• [TASK ITEM]: The lines to copy run from the one containing "Please mark the american" to the end of the records below; repeat them exactly and include nothing else.

• [DATA PROVIDED]:
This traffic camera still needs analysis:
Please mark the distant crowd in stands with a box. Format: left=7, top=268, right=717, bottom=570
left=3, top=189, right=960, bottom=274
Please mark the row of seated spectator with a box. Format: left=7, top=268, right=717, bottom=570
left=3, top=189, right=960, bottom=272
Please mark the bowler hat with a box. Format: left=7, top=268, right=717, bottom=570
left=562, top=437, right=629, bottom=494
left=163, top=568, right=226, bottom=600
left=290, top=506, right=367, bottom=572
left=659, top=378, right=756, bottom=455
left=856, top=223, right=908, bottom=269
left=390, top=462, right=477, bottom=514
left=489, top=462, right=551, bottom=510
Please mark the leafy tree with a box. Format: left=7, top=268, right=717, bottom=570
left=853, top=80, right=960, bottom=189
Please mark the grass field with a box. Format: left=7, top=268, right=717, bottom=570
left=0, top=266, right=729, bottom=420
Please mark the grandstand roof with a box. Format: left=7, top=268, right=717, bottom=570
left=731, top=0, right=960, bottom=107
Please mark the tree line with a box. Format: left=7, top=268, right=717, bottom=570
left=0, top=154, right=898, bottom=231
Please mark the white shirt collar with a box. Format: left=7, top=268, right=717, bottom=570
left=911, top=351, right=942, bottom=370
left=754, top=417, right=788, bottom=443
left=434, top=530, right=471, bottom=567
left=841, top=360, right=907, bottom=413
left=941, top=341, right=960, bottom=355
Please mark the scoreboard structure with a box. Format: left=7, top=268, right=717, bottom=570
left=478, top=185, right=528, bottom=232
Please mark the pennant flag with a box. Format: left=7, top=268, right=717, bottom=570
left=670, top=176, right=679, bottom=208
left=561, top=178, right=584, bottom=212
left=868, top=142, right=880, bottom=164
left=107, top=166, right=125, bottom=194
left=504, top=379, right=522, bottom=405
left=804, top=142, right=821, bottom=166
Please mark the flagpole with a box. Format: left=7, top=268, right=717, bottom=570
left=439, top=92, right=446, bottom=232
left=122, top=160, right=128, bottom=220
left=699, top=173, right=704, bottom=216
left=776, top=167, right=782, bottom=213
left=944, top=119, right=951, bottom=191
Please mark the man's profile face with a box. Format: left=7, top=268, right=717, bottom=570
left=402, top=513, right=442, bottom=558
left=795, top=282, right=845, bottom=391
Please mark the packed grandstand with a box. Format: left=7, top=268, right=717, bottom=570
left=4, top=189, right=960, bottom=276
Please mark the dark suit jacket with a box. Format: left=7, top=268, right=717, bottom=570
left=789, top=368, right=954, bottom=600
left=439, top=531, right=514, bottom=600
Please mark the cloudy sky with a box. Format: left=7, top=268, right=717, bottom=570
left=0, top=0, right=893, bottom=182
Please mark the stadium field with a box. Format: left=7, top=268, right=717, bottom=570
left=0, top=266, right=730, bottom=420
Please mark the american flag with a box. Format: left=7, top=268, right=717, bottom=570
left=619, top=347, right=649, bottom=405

• [SOLUTION TO THIS EXERCISE]:
Please mark the american flag with a box. Format: left=7, top=268, right=717, bottom=570
left=619, top=347, right=649, bottom=405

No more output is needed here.